Страница 2 из 67
Примерно в восемнадцатом году дедушка с бабушкой вынуждены были покинуть обжитые места и приобрели домик в нескольких километрах от Симферополя, в деревне Чумакары, на горе, — теперь на этом месте разбит прилегающий к городу лесопарк. Собственно, это была не деревня, а хутор, дом от дома отстоял метров на пятьсот-восемьсот. Люди, жившие вокруг, работали на извозе в Симферополе да и в других местах. Дядя Петя занялся доставкой дров из леса в город, а дядя Мариан работал на известковом заводе и в саду у доктора Архангельского, все это тут же, неподалеку от дома. Впоследствии дядя Мариан получил квартиру в саду и переехал туда со своей семьей. Мы с Олей в то время жили уже не с бабушкой, а с родителями в Мамут-Султане, имении Елисеева, того самого, что держал магазин на Невском.

Что требуется:
• 1. Выпишите все географические названия, которые встречаются в воспоминаниях о жизни семьи под Симферополем.
• 2. Верны ли по воспоминаниям о жизни семьи под Симферополем такие утверждения: (a) домик в Чумакарах стоял на горе; (b) дядя Петя работал на известковом заводе; (c) Оля в то время жила с бабушкой? На каждое ответьте «да» или «нет» и приведите точные слова текста, которые это решают.
• 3. Продолжите воспоминания о жизни семьи под Симферополем, начав сразу после их последнего предложения.

Фрагменты записей:
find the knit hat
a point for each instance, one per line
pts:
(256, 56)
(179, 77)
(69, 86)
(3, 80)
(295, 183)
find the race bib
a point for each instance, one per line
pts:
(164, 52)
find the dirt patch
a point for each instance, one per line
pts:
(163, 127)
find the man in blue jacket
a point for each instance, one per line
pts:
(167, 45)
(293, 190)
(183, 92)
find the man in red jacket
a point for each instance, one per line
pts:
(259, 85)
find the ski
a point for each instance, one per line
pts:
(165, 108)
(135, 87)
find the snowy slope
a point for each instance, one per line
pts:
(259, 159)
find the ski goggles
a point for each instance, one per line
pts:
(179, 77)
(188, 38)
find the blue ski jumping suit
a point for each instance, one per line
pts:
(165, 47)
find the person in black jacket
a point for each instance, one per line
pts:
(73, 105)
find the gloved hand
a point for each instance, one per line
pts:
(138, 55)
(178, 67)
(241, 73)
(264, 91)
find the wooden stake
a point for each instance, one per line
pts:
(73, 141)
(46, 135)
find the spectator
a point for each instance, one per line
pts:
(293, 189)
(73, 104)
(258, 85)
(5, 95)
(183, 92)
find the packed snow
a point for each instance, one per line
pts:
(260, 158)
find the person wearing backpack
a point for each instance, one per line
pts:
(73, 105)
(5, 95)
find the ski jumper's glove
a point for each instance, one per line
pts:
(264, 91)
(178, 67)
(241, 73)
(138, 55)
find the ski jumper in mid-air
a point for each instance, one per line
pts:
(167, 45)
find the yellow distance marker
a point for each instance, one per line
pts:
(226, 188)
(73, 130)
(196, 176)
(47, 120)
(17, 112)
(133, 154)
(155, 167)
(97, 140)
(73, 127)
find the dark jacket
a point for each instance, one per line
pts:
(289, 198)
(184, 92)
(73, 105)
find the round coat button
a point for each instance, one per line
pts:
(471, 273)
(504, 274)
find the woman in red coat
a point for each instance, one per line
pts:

Ответы:
• 1. Симферополь, Чумакары, Мамут-Султан, Невский.

• 2.
(a) Да: «в деревне Чумакары, на горе».
(b) Нет: «Дядя Петя занялся доставкой дров из леса в город».
(c) Нет: «Мы с Олей в то время жили уже не с бабушкой, а с родителями в Мамут-Султане».

• 3.
В двадцать первом году бабусю ограбили. Бандиты связали всех, заперли в комнате, смежной с кухней, а сами принялись хозяйничать. Резали кур, тут же их жарили и варили, растапливая плиту табуретками и стульями. Все запасы продовольствия, включая семенной картофель, семенную фасоль, горох и разные крупы, а также небольшой запас муки погрузили на бабушкину телегу, запрягли двух бабушкиных лошадей и преспокойно уехали, угнав еще корову и телку.
Все это происходило ночью. Когда дядя Петя как-то развязался, развязал дедушку и бабушку, они пришли в ужас: все было забрано подчистую, в том числе все хоть сколько-нибудь приличные носильные вещи, и они подумали, что теперь обречены на голодную смерть. Правда, родственники помогли кое-чем, но не в больших количествах, так как в двадцать первом году в Крыму было тяжело с продовольствием, был голод. Вот тогда-то вскоре и умер дедушка.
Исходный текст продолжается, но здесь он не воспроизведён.